After the lapse of such time as may then be required by law following
the recordation of said notice of default, and notice of sale having been given
as then required by law, Trustee, without demand on Trustor, shall sell the
Property at the time and place fixed by it in said notice for sale, either as a
whole or in separate parcels, and in such order as it may determine, at public
auction to the highest bidder for cash in lawful money of the United States,
payable at the time of sale. Trustee may postpone the sale of all or any portion
of the Property by public announcement at such time and place of sale, and from
time to time thereafter may postpone such sale by public announcement at the
time fixed by the preceding postponement. Trustee shall deliver to such
purchaser its deed conveying the property so sold, but without any covenant or
warranty, express or implied. The recitals in such deed of any matters of facts
shall be conclusive proof of the truthfulness thereof. Any person, including
Trustor, Trustee, or Beneficiary as hereinafter defined, may purchase at such
sale.
After deducting all costs, fees and expenses of Trustee and of this
trust, including cost of evidence of title in connection with sale, Trustee
shall apply the proceeds of sale to payment of (in the following order of
priority): all sums owing under the terms hereof or under the Note, not then
repaid, with accrued interest at the amount allowed by law in effect at the date
hereof; all other sums then secured hereby; and the remainder, if any, to the
person or persons legally entitled thereto.

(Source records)
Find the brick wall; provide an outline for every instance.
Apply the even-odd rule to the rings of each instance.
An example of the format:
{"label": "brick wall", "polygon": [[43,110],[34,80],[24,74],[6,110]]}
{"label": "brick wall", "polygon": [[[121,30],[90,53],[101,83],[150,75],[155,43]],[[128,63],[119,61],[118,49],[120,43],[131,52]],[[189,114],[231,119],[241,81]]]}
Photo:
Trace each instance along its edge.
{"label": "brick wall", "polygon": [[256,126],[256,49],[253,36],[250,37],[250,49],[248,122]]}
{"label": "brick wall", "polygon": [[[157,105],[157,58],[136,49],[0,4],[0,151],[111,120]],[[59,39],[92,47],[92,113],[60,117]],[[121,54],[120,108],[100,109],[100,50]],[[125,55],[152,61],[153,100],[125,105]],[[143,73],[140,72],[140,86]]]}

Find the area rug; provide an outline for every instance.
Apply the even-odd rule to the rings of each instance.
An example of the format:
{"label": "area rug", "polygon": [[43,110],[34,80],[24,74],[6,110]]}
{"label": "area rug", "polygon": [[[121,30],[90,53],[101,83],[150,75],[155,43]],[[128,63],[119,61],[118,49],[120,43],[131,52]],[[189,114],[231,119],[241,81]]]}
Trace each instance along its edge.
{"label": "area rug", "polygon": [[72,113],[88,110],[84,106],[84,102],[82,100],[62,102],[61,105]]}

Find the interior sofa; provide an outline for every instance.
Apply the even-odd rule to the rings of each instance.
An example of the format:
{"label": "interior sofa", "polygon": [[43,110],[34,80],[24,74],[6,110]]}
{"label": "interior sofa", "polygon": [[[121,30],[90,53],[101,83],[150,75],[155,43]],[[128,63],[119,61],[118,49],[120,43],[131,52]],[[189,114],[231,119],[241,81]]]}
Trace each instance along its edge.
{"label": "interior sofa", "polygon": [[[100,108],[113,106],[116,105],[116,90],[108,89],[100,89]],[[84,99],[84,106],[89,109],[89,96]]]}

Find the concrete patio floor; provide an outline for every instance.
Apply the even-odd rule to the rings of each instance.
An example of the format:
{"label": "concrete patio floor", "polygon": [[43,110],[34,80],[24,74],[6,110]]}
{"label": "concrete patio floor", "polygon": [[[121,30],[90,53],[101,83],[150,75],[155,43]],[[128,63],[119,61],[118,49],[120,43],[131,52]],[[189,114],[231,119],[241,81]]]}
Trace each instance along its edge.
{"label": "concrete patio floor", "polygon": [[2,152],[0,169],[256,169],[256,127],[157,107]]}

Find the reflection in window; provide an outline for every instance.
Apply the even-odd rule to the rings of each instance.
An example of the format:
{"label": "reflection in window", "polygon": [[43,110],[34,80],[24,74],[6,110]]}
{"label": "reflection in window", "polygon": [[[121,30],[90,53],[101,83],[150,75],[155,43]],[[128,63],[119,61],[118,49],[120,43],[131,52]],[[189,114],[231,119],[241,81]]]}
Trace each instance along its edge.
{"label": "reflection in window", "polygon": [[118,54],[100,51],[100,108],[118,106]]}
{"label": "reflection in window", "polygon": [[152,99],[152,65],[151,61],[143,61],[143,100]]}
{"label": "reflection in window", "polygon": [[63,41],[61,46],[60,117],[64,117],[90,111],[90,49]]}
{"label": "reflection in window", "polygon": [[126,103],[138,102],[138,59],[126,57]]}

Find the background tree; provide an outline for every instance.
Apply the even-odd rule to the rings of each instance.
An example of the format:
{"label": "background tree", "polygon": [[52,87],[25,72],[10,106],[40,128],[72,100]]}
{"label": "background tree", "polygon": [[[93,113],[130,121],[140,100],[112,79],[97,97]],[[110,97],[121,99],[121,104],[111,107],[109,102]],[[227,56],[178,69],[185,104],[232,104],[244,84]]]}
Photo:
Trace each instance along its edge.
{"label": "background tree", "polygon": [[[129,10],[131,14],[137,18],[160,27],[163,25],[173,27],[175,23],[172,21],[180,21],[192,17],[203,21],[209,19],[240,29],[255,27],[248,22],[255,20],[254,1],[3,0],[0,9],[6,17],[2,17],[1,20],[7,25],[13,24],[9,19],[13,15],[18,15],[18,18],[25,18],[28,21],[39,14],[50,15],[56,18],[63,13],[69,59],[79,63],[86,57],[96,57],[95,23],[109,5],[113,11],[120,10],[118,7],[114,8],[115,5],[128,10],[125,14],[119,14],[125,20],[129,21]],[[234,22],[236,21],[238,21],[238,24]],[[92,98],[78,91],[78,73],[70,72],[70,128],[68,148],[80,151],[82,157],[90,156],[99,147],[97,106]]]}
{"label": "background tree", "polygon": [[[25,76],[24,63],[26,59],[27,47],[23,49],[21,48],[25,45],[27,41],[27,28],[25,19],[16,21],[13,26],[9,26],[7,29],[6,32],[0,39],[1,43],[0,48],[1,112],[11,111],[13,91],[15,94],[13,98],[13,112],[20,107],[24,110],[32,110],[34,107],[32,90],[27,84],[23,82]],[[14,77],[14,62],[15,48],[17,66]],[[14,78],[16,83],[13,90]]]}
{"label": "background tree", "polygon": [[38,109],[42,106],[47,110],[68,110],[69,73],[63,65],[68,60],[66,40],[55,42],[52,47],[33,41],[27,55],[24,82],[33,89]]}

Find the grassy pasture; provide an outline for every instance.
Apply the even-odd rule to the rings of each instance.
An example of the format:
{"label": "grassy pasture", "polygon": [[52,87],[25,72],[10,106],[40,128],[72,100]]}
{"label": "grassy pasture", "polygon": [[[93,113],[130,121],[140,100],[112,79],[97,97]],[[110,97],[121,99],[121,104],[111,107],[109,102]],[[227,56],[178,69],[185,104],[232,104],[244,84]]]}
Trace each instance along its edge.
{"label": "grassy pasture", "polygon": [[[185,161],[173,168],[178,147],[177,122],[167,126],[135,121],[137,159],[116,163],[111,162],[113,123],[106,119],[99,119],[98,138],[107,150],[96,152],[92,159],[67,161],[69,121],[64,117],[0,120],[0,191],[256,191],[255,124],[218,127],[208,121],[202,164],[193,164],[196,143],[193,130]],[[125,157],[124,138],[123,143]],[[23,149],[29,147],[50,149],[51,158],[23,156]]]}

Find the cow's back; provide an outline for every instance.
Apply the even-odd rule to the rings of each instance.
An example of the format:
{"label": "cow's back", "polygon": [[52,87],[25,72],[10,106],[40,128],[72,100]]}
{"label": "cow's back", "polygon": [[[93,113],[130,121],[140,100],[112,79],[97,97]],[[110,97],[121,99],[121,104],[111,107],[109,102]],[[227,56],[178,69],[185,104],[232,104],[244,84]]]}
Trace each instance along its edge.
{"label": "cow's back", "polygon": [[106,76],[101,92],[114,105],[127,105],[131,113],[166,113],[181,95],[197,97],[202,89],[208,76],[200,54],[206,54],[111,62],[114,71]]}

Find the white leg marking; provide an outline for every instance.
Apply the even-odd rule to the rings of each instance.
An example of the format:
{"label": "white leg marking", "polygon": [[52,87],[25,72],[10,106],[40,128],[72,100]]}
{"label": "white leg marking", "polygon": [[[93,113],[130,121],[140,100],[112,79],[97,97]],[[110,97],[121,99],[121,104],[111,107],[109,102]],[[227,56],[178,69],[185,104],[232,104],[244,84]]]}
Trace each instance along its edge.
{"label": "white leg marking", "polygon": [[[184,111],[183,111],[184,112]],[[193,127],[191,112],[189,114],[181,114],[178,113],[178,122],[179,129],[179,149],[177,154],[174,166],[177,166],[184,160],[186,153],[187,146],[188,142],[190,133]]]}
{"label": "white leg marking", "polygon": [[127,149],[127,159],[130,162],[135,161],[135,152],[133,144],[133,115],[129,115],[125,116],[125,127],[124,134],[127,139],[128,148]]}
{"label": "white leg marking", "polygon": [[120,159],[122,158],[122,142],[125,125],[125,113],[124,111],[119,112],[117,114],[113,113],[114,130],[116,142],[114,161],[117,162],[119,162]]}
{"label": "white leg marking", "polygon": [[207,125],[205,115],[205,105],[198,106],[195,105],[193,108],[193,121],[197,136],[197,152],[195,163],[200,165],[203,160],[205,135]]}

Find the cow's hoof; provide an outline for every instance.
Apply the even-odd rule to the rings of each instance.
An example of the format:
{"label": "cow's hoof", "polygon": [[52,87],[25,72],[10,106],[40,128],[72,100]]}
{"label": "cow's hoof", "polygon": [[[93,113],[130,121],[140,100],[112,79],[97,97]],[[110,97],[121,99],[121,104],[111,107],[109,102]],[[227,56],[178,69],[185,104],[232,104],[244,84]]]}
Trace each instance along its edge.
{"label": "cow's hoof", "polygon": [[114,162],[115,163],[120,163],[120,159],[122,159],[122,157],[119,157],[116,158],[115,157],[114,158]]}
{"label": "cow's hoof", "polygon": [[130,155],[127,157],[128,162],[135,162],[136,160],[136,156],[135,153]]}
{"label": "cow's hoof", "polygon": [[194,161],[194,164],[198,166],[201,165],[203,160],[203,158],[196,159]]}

■ To do
Continue the passage on the trustee's sale of the property, picking up after its last sentence.

■ Answer to this task
(7) Beneficiary or any successor in ownership of any indebtedness
secured hereby may, from time to time, by instrument in writing, substitute a
successor or successors to any Trustee named herein or acting hereunder, which
instrument, executed by Beneficiary and duly acknowledged and recorded in the
office of the recorder of the county or counties where the Property is situated,
shall be conclusive proof of proper substitution of such successor Trustee or
Trustees, who shall, without conveyance from Trustee's predecessor, succeed to
all its title, estate, rights, powers and duties. Said instrument must contain
the name of the original Trustor, Trustee and Beneficiary hereunder, the book
and page where this Deed of Trust is recorded and the name and address of the
new Trustee.
(8) This Deed of Trust applies to, inures to the benefit of, and
binds all parties hereto, their heirs, legatees, devisees, administrators,
executors, successors, and assigns. The term "Beneficiary" shall mean the owner
and holder, including pledgees, of the Note secured hereby, whether or not named
as Beneficiary herein. In this Deed of Trust, whenever the context so requires,
the masculine gender includes the feminine and/or the neuter, and the singular
number includes the plural.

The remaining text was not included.